## Document section
----------

Five minutes into the beginning of the World Cup, and the swearing had already begun.

"Fucking hell...come on! Come ON, you bastard! GET YOUR FUCKING ARSE IN GEAR! NO! RAT'S COCKS! ARGGGH! YOU FUCKING WANKER!"

The problem was, I wasn't at home. And I wasn't even in the pub, either. I was standing at a bus stop in South London, waiting for a bus into town and being stared at by people as I attempted to make a bus arrive by swearing.

"But why, Nishlord?" I hear you cry. "Why were you not watching France and Senegal in the first game of the World Cup, which is so ace and skill and pisses in the maw of every other sporting event in the world?

 

Day 4:

A SENEGALLING BLOW TO NISHLORD'S WORLD CUP

May 31st 2002

 

I'll tell you for why. Being off work, I fully intended to have a leisurely morning necking cans of lager, skinning up, laughing at the opening ceremony, and then taking in the first game, which is something I always do every four years. But disaster struck.

Today, of all days, was the day that my telly decided to die.

Artist's impression of Nishlord's telly this morning

I'd only had the cunt three months, as it used to belong to me Dad. He gave it to me when I was bereft of one when I moved into me new gaff, because had a new widescreen one, which is pretty pointless as all he ever watches is Bronson films and fucking Taggart and The Bill. It was a very kind gesture, but it came at a price - I had to sit in a car with him for four hours as we took it back to London.

This is a bad, bad thing. If you think I'm a bit fruity with me language, you should hear me Dad - especially when he gets onto his favourite subject; that homosexuals are 'not fucking real' and if it was up to him, he would "round the bent cunts up, put 'em all on an island - and I'd gee 'em a fortnight to enjoy theirsen, cos I'm not a bastard - and then I would bomb the dirty fuckers. I would destroy the race". Seriously, I was watching the news with him last year and they were going on about how the Taliban used to push brick walls on homosexuals with a bulldozer, and he said "Well, they're not that bad, then".

It was a hellride. As soon as we hit London, the vitriol kicked in. "Fookin' London? What a fookin' shithole. I wouldn't fookin' live here if they paid me" I wouldn't have minded, but this was at Islington, where Tony Blair lives. By the time we got to Peckham, I nearly had a heart attack when me Dad nearly ran over a Rasta and proceeded to call him a 'Cockney cunt'. When the bloke started mouthing back, I tried to remind me Dad that we were in an area where people carried guns, and he should refrain. But then Rasta Twat started to kick at the headlights, so I leaned out the window and said "Fuck it, just run the cunt over, Dad". It was a touching moment of bonding twixt Dad and Lad, and it was like being in The Wonder Years.

Anyway, where was I? Oh yeah -in the living room, on me hands and knees, begging an inanimate hunk of television to work, with half an hour until kick-off. It was pathetic. There was only one place to go - a pub. And I was ever so glad I did...

----------

## Entries
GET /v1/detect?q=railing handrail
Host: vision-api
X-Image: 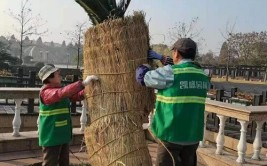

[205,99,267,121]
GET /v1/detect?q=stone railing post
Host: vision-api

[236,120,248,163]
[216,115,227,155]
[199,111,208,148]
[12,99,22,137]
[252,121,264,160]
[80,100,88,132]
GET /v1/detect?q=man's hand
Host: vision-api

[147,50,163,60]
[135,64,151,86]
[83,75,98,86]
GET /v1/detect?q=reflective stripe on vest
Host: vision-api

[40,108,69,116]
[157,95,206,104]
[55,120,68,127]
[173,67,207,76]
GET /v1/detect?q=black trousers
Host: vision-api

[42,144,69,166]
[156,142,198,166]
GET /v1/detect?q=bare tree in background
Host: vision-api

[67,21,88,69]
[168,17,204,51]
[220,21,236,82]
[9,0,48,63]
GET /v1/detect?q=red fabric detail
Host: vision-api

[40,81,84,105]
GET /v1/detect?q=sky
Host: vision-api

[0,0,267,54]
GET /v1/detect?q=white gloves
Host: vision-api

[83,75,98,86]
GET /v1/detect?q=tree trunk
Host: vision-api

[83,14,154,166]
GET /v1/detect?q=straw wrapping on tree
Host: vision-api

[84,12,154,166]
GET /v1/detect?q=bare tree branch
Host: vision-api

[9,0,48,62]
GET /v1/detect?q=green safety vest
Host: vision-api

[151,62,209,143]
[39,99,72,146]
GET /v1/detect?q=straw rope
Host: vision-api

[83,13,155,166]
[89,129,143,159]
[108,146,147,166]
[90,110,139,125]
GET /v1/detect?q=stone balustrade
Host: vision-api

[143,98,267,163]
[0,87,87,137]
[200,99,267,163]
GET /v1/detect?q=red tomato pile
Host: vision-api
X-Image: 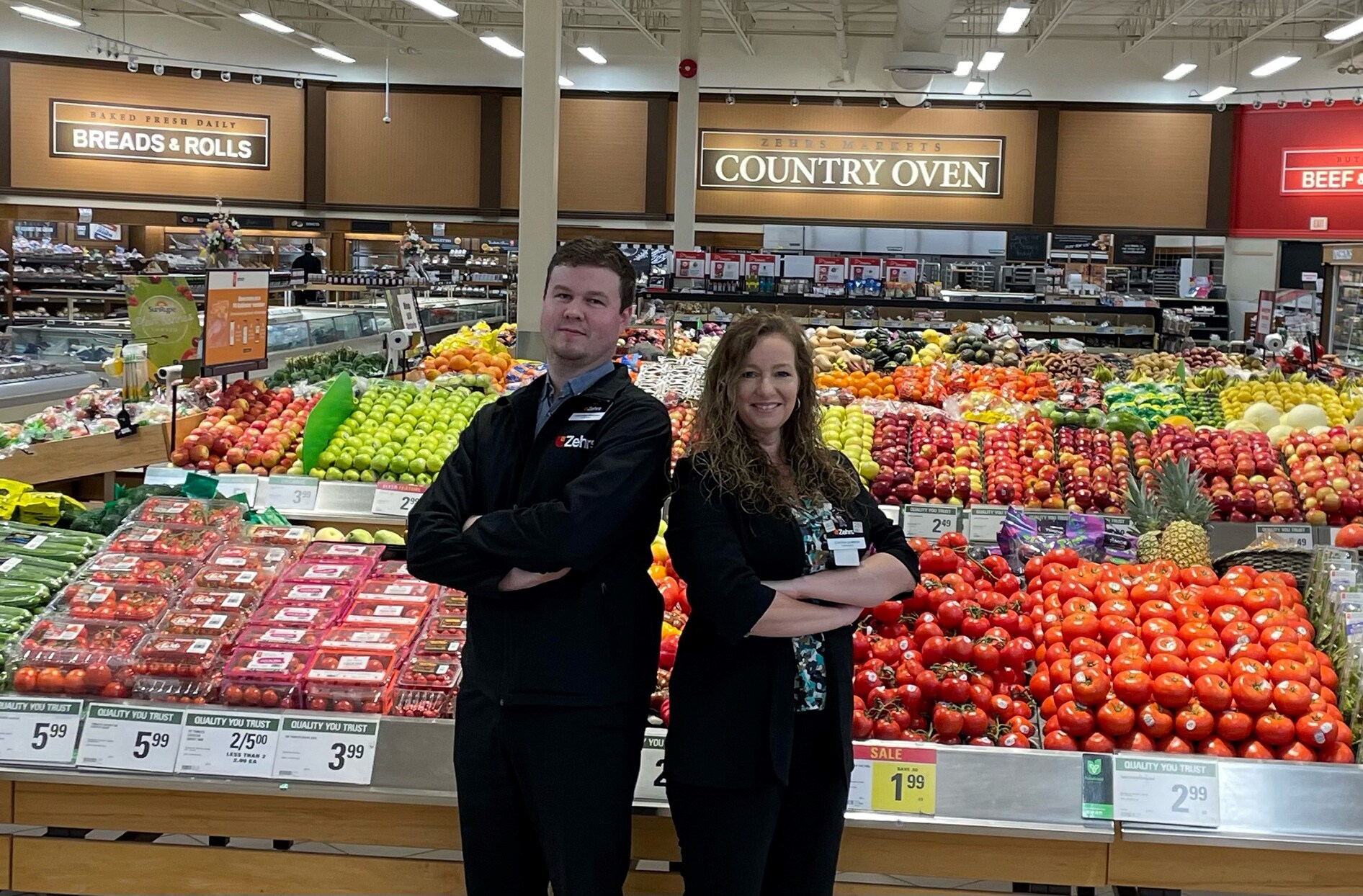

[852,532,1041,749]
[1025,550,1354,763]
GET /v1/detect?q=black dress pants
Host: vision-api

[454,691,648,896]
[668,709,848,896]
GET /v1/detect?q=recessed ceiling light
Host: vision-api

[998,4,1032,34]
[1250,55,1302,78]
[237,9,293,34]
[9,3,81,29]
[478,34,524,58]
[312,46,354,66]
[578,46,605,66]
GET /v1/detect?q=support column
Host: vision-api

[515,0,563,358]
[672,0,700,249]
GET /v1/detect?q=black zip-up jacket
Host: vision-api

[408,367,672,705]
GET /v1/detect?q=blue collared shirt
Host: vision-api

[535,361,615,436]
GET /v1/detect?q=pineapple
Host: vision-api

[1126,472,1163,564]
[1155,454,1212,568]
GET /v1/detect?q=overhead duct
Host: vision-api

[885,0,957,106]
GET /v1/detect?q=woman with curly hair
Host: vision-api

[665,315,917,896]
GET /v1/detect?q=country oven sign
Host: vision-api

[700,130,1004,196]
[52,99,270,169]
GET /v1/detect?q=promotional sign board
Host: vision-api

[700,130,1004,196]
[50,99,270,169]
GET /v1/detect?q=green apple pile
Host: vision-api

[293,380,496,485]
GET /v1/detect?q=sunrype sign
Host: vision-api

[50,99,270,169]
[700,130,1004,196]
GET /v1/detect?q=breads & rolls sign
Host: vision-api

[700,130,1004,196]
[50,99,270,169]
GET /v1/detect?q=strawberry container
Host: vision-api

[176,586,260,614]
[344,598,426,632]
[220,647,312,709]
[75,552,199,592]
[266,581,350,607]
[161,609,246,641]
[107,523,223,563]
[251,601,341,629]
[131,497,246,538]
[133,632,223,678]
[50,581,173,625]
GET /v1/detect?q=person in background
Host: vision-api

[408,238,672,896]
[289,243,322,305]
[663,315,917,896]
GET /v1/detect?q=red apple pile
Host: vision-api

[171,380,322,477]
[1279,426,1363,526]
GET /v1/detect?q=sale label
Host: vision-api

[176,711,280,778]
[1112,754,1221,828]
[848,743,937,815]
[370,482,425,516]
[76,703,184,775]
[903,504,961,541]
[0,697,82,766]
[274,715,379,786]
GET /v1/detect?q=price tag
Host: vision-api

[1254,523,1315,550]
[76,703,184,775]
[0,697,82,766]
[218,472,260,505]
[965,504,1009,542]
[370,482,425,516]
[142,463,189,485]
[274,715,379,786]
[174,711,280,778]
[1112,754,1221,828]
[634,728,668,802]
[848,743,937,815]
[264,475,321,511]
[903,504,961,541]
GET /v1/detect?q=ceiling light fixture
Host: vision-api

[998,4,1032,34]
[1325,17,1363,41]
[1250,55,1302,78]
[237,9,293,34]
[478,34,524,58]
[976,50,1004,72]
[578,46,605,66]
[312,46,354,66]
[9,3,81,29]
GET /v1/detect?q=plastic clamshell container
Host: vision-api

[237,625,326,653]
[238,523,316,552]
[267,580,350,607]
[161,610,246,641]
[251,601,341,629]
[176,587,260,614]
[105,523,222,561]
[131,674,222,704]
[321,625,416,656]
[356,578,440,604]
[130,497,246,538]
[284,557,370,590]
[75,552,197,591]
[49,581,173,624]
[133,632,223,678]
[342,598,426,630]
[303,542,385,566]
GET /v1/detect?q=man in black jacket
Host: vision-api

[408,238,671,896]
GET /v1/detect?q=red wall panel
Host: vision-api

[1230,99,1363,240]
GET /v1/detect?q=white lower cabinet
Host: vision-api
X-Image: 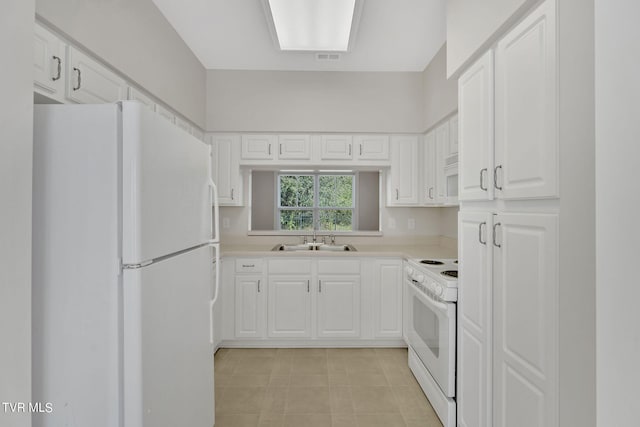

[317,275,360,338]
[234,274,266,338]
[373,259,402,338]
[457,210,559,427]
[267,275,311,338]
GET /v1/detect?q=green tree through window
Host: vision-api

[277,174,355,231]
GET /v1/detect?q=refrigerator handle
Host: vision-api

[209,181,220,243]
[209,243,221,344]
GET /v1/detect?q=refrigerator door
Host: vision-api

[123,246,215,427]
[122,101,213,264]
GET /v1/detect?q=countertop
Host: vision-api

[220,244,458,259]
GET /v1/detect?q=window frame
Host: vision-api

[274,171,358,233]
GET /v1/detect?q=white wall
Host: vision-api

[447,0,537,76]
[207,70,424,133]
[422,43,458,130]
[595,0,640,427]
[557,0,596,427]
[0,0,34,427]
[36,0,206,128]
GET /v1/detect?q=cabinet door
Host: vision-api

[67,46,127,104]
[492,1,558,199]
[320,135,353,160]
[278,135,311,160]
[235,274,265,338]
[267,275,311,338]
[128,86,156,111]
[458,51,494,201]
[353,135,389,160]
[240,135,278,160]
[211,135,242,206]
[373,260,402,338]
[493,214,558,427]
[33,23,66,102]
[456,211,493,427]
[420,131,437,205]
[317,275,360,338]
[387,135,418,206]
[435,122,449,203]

----------

## Given instruction A
Which parts of London does the World Cup blog post name?
## Given instruction B
Pick up the World Cup blog post after its last sentence and carry on in the same voice.
The entries after the text are separate material with no connection to it.

## Exercise output A
South London, Islington, and Peckham.

## Exercise output B
When I got there, it was pretty empty. Well, nobody really gets that het up about opening games, they're usually pretty dour struggles. But in the pub were a few old blokes, a smattering of unemployed crusties - and four Senegalese builders, who had obviously nicked off work and were knocking the pints back like a fucker. I sat down, spread out the papers, pulled the fags out, sucked back me pint and thought; well, this is pretty fucking decent. Belgian beer in an Irish pub watching France and Senegal in South Korea. I'm so fucking cosmopolitan.

As I settled in, the unexpected happened; after half an hour of France teeing off on Senegal, Pape Bouba Diop - which sounds like something Bing Crosby probably said when he had that heart attack on the golf course - took advantage of the ball pinging around the French six-yard box and hooked it in. All of a sudden, a team that didn't even enter the World Cup last time round (because they forgot to - seriously) and were playing their first World Cup game ever - were beating the reigning World champions.

"The World Cup has begun with a BANG!" said the twat commentator on ITV, "And it's the BANG of an AFRICAN DRUM!"

"OOOOOOOOOOLEEEEEEEEOOOOOOOOOWWWWWWWWWAAAAAAAAAAAAAGGGH! GOOOOOOOOOOOOOOOLLLLLL!" went the builders.

"FUCK MY EYES! YES! SUCK IT, FRENCHIE!" Said I. And when the team threw Diop's shirt on the floor and started dancing round it like I used to do to 'Too Much Too Young' by The Specials when I was a 12 year-old Mod at the youth club, I got me hand slapped so hard by one of these blokes that it still hurts to type with it, I realised that if France ballsed it up today and England finished second in their group behind Argentina - which is the most likely scenario - we wouldn't be facing the French in the next round and would have a much easier route to the final.

Senegal fans. But not the ones in the pub, they were wearing tank tops and Benny hats.

Second half, and the French are not having any of it. At all. Every time the chaps in blue had a chance, the builders stopped what they were doing (which usually consisted of sending mobile text messages to their French mates and ripping the piss) and bellowed at the telly like bulls in mid-castration. Then when the French missed (which was often) they would fling their arms in the air and bray "AAAAAHHHHHHGGGHH! YOU ARE FOOOOOOOOL! YOU ARE FUQUEING HOOWANQUER!" which was a nice touch that I could appreciate.

And at the end, when we all shook hands and bounced around the pub for a bit, I realised just what the World Cup actually meant. A chance for people from diverse cultures to appreciate and learn more about each other. An opportunity to savour the spirit of international brotherhood. An excellent excuse to get an skinful of ale on a Friday afternoon, getting pissed and giving your credit card a brain haemorrhage by forking out for a big fuck-off massive telly.

Sadly, I got that telly - but because of the fucking Jubilee weekend (we're all off work until Wednesday now), it won't arrive until next week, which leaves this Diary in a parlous state. It was going to be bad enough finding time to watch the matches when they're on so early in the bastard morning - but now I have nothing to watch them on but one of those mini-tellies that wipe out batteries in minutes that I got as backup.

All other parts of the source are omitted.